What needs to be done
Count the lines in the records below that contain the string "dark", treating uppercase and lowercase as different. Reply with only that number.

Records to process

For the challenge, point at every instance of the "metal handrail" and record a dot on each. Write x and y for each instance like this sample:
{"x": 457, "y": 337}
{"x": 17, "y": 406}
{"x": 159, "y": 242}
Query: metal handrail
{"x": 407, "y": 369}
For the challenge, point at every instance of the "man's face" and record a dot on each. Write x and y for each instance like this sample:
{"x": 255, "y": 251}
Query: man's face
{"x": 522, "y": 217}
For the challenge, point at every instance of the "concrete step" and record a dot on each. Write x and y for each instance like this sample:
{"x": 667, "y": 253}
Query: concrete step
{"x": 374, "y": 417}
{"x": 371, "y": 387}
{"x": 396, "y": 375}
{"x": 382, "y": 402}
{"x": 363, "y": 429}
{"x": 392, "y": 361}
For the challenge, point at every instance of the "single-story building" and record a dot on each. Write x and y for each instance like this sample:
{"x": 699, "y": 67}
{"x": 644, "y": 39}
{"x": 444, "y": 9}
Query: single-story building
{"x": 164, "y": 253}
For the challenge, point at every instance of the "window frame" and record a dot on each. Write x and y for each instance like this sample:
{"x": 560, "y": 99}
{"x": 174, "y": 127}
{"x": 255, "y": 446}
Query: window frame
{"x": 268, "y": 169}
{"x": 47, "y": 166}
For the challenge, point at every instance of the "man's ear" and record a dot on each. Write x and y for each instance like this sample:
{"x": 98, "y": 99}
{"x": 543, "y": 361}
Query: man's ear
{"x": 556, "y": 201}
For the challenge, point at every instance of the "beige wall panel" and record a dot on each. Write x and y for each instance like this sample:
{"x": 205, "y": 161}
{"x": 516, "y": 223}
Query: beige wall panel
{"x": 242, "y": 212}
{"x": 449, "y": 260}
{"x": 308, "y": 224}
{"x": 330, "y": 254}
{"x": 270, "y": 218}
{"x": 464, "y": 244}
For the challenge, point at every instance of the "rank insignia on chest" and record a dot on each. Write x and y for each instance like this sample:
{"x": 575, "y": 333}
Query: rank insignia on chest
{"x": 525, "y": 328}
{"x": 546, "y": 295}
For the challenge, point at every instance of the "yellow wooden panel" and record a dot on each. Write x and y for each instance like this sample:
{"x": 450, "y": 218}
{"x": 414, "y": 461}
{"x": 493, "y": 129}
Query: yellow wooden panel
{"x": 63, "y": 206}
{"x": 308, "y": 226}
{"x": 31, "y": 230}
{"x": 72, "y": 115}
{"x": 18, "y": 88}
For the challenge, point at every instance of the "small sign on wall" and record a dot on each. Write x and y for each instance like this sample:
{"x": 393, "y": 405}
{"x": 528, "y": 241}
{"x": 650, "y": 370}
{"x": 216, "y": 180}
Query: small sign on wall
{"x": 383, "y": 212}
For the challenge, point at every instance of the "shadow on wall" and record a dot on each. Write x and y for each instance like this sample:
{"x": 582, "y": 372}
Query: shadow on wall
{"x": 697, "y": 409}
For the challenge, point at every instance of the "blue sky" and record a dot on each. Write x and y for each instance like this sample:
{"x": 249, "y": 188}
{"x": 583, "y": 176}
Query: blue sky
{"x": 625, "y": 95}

--

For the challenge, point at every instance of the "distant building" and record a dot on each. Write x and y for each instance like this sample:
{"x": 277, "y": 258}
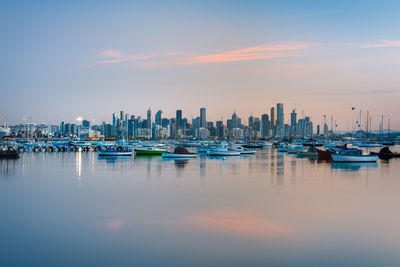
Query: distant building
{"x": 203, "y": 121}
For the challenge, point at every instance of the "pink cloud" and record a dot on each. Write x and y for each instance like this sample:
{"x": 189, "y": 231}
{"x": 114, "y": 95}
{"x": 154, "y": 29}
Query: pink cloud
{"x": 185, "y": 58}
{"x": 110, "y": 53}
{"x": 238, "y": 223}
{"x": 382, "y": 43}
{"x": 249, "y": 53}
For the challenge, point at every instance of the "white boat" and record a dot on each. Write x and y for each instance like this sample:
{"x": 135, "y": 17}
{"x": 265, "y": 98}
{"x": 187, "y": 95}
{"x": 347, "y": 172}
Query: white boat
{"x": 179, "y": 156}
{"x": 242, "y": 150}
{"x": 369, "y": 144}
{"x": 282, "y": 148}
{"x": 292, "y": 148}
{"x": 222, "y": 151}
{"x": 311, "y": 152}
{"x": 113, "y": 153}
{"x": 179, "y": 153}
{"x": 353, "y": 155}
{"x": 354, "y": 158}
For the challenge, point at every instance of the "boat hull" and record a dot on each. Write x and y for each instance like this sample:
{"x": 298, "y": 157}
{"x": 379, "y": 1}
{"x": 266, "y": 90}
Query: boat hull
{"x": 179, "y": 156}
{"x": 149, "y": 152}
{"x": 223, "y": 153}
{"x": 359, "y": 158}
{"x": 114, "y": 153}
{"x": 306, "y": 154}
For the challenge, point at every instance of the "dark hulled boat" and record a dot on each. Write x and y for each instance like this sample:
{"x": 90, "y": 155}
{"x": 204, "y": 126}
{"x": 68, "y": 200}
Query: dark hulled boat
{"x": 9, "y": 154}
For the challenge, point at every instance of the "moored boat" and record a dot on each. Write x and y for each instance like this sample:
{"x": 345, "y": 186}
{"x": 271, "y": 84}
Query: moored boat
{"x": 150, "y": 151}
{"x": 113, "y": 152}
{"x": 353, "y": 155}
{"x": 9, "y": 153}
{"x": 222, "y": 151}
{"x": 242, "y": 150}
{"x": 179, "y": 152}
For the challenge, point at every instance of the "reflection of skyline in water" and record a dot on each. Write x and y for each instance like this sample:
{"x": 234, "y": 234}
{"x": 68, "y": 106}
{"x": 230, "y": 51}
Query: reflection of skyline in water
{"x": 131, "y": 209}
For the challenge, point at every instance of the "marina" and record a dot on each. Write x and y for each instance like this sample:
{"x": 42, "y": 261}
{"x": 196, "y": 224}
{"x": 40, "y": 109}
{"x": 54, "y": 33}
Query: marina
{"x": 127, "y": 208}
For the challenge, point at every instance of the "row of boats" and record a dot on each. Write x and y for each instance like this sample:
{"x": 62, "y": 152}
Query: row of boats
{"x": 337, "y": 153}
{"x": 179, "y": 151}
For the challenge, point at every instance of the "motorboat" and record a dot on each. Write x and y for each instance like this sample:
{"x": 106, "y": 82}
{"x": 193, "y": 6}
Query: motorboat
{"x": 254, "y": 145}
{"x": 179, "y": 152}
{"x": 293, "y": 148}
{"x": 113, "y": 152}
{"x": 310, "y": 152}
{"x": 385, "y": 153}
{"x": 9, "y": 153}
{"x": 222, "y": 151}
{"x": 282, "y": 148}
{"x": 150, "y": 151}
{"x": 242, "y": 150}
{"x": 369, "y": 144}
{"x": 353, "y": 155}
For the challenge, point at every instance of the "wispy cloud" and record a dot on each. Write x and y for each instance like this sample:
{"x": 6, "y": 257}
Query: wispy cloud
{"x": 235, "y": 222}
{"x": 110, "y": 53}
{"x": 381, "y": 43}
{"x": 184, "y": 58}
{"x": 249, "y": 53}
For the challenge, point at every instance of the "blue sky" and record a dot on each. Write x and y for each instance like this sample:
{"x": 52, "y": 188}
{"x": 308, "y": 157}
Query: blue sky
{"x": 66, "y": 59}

==

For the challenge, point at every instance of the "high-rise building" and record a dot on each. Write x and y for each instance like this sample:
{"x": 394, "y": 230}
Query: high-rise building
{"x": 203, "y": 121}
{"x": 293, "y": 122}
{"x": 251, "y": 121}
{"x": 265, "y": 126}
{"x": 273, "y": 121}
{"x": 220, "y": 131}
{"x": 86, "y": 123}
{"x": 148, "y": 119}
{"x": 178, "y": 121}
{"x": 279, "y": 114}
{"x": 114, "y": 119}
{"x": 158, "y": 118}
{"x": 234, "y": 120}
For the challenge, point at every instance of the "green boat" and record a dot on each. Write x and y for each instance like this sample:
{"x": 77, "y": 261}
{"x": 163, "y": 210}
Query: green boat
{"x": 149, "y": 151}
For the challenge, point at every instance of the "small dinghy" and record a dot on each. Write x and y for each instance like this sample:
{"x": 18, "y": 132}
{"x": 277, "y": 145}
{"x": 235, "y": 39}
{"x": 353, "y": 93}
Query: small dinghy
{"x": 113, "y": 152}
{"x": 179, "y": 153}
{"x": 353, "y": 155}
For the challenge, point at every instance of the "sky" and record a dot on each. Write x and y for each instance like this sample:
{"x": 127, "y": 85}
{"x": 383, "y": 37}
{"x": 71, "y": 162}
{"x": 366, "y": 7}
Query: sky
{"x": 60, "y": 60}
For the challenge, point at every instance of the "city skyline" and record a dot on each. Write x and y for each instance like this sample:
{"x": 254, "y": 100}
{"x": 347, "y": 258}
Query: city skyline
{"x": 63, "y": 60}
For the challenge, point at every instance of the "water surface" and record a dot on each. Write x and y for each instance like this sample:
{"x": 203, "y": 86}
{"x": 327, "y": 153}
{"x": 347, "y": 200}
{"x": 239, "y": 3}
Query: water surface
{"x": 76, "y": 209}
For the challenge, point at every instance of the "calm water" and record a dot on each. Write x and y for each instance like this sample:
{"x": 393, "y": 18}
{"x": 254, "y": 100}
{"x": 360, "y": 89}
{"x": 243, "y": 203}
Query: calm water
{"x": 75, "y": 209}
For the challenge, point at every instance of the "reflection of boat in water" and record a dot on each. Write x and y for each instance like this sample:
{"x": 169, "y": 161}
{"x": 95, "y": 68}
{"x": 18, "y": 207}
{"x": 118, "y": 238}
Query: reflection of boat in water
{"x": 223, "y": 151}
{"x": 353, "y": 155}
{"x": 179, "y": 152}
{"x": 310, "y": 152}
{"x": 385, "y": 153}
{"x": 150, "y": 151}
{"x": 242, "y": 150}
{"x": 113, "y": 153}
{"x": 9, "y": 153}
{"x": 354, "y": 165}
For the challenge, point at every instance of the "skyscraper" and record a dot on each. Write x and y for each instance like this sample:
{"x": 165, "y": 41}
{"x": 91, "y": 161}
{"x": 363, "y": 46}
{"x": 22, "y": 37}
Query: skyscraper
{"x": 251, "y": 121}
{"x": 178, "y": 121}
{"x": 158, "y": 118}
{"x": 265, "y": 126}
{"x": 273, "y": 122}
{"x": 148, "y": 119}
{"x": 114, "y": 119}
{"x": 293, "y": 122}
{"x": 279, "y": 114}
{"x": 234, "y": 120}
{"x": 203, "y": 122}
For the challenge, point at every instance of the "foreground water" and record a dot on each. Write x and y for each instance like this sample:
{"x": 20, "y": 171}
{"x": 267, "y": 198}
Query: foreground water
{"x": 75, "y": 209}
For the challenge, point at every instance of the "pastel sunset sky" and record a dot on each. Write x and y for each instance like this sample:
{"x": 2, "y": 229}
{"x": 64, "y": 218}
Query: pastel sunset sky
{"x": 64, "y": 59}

Output of the exercise
2